Written instruction: In the records below, find every line containing the string "foliage" and copy each of those lines. Case counts.

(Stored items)
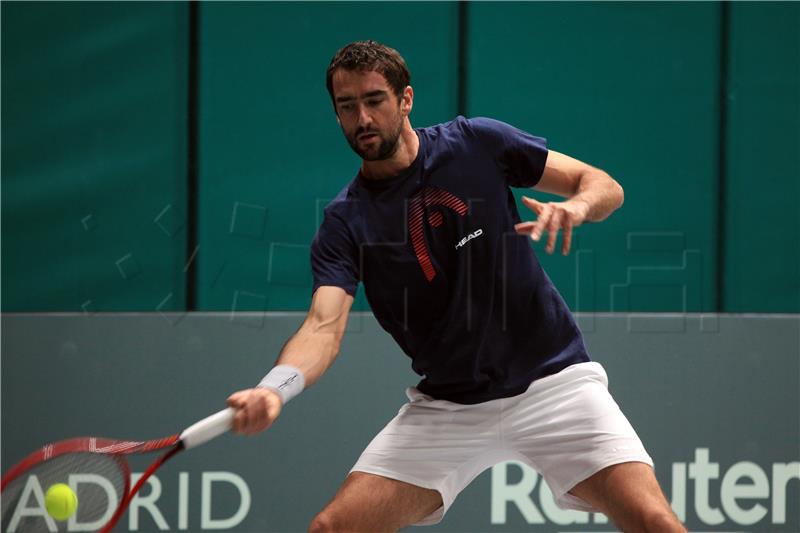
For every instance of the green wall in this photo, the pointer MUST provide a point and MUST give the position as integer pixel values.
(95, 99)
(93, 155)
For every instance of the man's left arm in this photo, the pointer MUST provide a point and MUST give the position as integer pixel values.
(592, 195)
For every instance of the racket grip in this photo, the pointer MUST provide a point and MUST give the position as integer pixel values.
(208, 428)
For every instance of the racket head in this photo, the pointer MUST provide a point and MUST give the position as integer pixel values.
(96, 469)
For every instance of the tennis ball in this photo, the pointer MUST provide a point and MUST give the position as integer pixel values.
(61, 501)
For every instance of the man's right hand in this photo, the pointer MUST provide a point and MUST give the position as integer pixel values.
(256, 409)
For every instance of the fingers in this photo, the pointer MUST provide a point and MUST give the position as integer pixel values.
(256, 410)
(552, 218)
(553, 225)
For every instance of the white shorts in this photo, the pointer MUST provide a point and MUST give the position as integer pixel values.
(565, 426)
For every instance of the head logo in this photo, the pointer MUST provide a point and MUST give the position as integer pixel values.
(421, 203)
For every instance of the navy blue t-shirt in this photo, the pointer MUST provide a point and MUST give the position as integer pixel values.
(443, 269)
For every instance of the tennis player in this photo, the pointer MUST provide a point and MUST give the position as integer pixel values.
(430, 227)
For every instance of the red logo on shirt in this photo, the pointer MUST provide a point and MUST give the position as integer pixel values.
(426, 200)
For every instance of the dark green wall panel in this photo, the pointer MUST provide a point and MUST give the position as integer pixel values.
(94, 143)
(762, 245)
(631, 88)
(93, 129)
(272, 154)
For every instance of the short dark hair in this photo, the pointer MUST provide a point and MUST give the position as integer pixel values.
(366, 56)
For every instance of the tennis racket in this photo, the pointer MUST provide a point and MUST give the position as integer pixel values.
(96, 469)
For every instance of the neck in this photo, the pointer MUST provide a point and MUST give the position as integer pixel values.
(407, 148)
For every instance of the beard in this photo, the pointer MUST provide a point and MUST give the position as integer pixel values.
(389, 142)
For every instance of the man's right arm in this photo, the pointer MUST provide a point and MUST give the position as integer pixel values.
(312, 350)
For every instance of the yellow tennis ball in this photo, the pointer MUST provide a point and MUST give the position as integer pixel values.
(61, 501)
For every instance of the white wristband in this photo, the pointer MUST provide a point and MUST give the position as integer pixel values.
(286, 380)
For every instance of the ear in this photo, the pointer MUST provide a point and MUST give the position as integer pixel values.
(407, 101)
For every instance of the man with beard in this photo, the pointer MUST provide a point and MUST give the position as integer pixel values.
(431, 229)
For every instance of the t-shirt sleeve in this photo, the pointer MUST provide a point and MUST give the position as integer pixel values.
(334, 259)
(521, 156)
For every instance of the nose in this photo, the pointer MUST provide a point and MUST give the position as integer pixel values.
(364, 118)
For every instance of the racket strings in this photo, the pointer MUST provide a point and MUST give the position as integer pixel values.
(99, 481)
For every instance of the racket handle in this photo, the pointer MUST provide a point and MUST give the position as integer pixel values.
(208, 428)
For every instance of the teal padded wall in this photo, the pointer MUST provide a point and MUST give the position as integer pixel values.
(762, 218)
(630, 88)
(93, 155)
(272, 153)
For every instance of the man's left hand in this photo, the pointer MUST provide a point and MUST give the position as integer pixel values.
(552, 217)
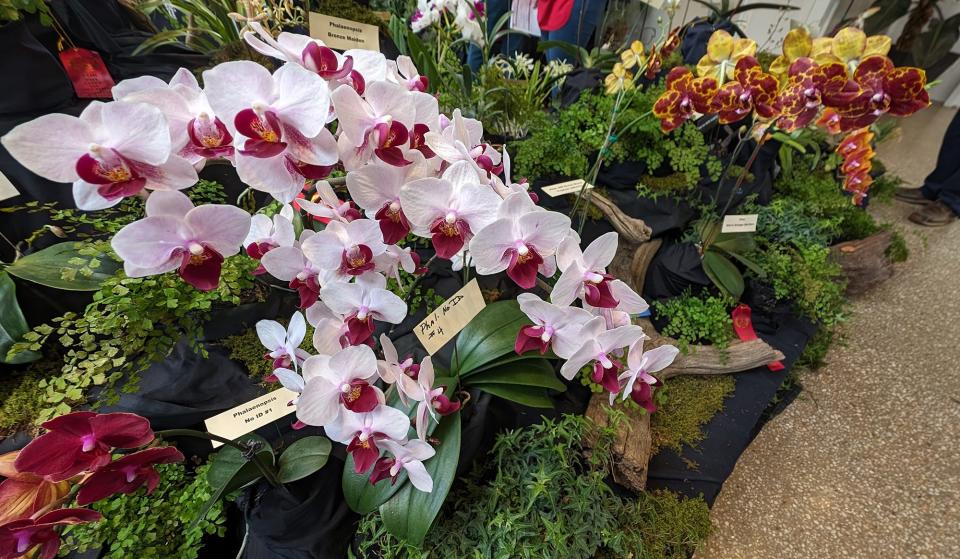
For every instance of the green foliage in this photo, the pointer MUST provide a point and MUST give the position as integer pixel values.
(693, 319)
(807, 276)
(539, 495)
(688, 403)
(564, 144)
(162, 525)
(131, 323)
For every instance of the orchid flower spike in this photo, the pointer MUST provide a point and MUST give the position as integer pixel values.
(432, 400)
(278, 122)
(553, 327)
(602, 347)
(409, 457)
(284, 343)
(521, 241)
(362, 431)
(450, 209)
(362, 303)
(177, 236)
(111, 151)
(343, 381)
(640, 367)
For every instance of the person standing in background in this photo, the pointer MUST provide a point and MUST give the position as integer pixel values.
(940, 193)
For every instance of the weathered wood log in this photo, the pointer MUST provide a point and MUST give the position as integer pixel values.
(631, 229)
(632, 443)
(631, 446)
(864, 262)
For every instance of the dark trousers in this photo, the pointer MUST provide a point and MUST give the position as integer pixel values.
(944, 182)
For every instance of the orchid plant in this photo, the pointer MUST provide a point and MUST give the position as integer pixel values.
(410, 170)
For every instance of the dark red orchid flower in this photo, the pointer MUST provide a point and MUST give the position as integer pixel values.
(884, 89)
(811, 86)
(20, 536)
(751, 90)
(126, 475)
(685, 95)
(81, 442)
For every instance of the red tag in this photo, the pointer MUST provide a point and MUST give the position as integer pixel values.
(743, 326)
(89, 74)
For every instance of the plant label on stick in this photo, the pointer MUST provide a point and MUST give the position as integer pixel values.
(562, 188)
(446, 321)
(7, 190)
(746, 223)
(344, 34)
(252, 415)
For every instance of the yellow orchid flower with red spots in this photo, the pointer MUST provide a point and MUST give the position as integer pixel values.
(685, 96)
(723, 53)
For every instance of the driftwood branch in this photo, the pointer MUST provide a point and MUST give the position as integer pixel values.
(631, 229)
(864, 262)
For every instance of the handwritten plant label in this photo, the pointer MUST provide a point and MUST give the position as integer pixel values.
(746, 223)
(7, 190)
(343, 34)
(446, 321)
(562, 188)
(252, 415)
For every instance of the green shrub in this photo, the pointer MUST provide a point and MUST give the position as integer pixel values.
(693, 319)
(687, 404)
(162, 525)
(537, 495)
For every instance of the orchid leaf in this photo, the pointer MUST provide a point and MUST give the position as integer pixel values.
(536, 372)
(490, 335)
(55, 267)
(12, 323)
(304, 457)
(411, 512)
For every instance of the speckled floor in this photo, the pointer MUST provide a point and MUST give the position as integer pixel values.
(866, 462)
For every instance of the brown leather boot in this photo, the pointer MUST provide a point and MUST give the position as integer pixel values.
(934, 214)
(910, 196)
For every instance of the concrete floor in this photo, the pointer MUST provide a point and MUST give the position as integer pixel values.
(866, 463)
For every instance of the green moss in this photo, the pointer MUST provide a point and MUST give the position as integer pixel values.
(689, 402)
(162, 525)
(662, 525)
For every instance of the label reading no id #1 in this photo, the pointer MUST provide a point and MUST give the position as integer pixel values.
(562, 188)
(746, 223)
(252, 415)
(344, 34)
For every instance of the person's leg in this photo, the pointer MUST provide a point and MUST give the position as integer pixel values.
(585, 18)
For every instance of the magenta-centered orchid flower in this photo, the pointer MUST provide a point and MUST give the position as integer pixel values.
(81, 442)
(402, 374)
(375, 187)
(409, 457)
(450, 209)
(361, 432)
(267, 234)
(378, 122)
(553, 327)
(602, 347)
(348, 249)
(196, 132)
(363, 302)
(278, 123)
(640, 367)
(177, 236)
(343, 381)
(111, 151)
(521, 241)
(291, 265)
(20, 536)
(284, 343)
(126, 475)
(432, 400)
(585, 273)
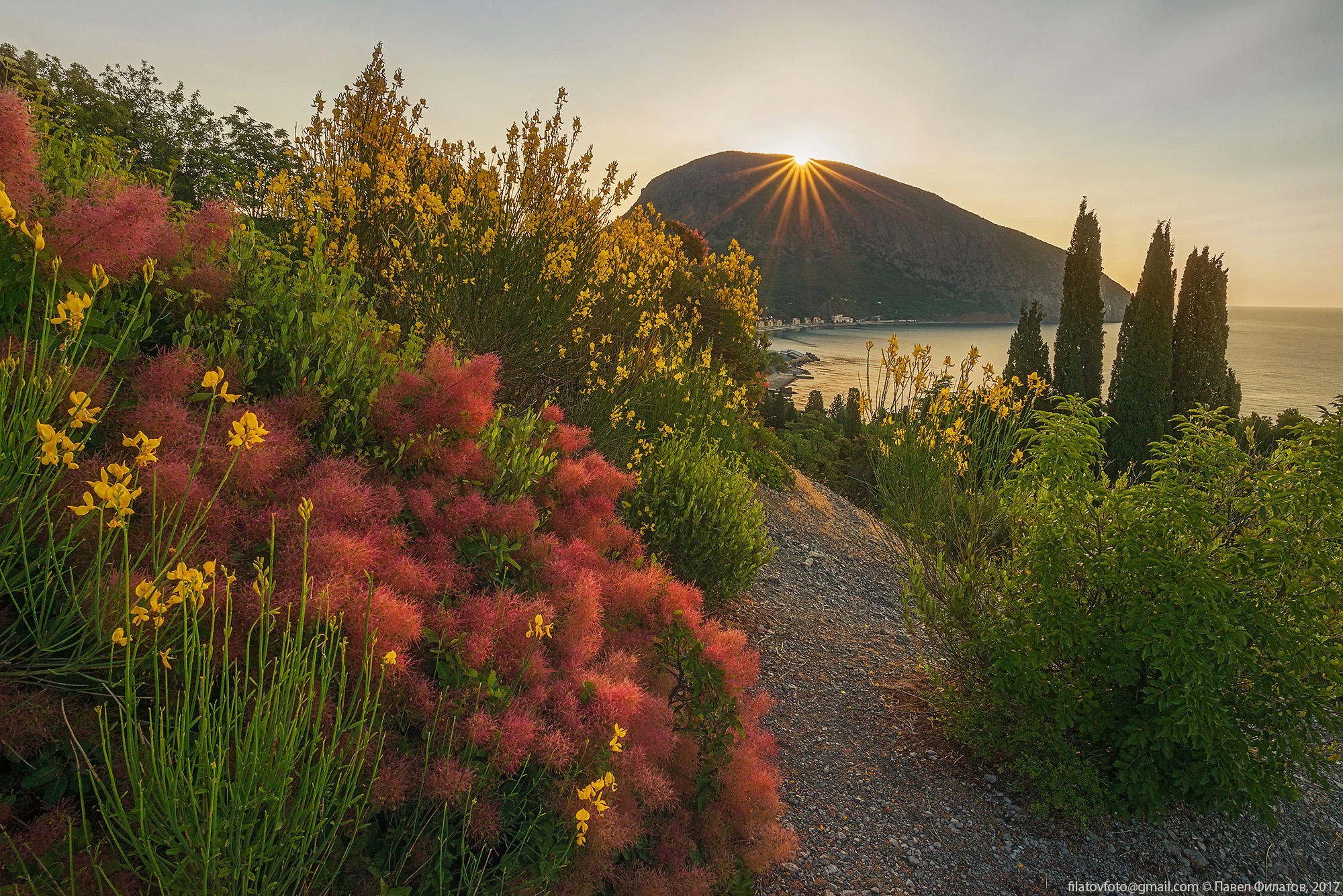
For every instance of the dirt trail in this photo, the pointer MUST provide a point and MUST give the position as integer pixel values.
(883, 804)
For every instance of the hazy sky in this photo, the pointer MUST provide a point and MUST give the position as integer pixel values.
(1225, 115)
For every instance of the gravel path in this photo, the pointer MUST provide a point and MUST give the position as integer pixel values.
(883, 804)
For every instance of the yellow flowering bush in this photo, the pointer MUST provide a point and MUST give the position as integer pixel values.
(942, 440)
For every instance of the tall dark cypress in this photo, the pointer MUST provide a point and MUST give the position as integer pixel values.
(1141, 380)
(1200, 373)
(1080, 341)
(1028, 353)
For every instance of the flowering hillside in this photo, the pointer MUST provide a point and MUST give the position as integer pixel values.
(271, 541)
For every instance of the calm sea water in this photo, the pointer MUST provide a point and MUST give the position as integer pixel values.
(1283, 357)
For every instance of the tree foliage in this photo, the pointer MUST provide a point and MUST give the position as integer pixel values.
(1200, 375)
(165, 133)
(1028, 353)
(1080, 340)
(1141, 383)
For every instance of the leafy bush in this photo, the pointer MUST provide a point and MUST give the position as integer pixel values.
(1181, 634)
(297, 326)
(545, 687)
(516, 254)
(696, 506)
(237, 775)
(816, 444)
(941, 444)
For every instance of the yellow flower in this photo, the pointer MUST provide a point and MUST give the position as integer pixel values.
(72, 310)
(80, 412)
(539, 628)
(214, 380)
(144, 444)
(193, 584)
(57, 447)
(248, 432)
(115, 494)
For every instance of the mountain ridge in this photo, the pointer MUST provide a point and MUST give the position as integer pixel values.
(836, 239)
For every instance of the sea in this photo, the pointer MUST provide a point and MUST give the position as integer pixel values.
(1283, 357)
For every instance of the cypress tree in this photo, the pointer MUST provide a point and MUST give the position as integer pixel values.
(1080, 341)
(1200, 373)
(853, 415)
(1028, 353)
(1141, 380)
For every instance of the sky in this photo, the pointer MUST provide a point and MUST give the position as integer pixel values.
(1224, 115)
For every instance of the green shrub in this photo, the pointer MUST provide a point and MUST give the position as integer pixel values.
(299, 326)
(1181, 632)
(242, 780)
(696, 509)
(816, 444)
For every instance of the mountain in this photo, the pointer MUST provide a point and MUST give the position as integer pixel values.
(836, 239)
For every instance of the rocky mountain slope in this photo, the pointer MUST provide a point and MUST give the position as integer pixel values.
(833, 238)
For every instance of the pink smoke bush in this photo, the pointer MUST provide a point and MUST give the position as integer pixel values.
(394, 556)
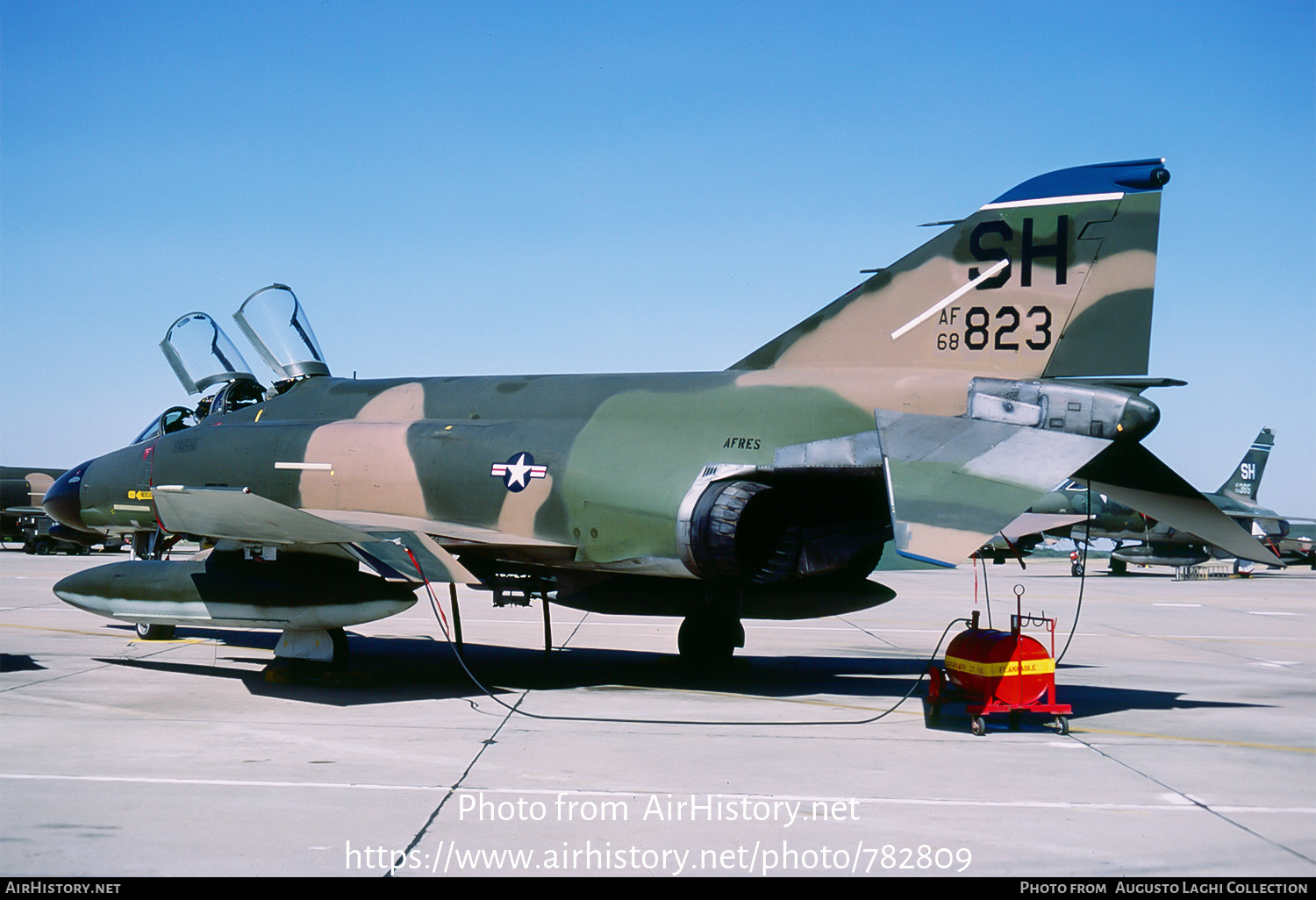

Response below:
For every instance of the green foliage in this photo, the pointer MUST provide a point and MUST give the position as integer pixel values.
For every instance of the tree foliage in this photo, the pointer MUST provide a point and MUST give the position as integer pixel values.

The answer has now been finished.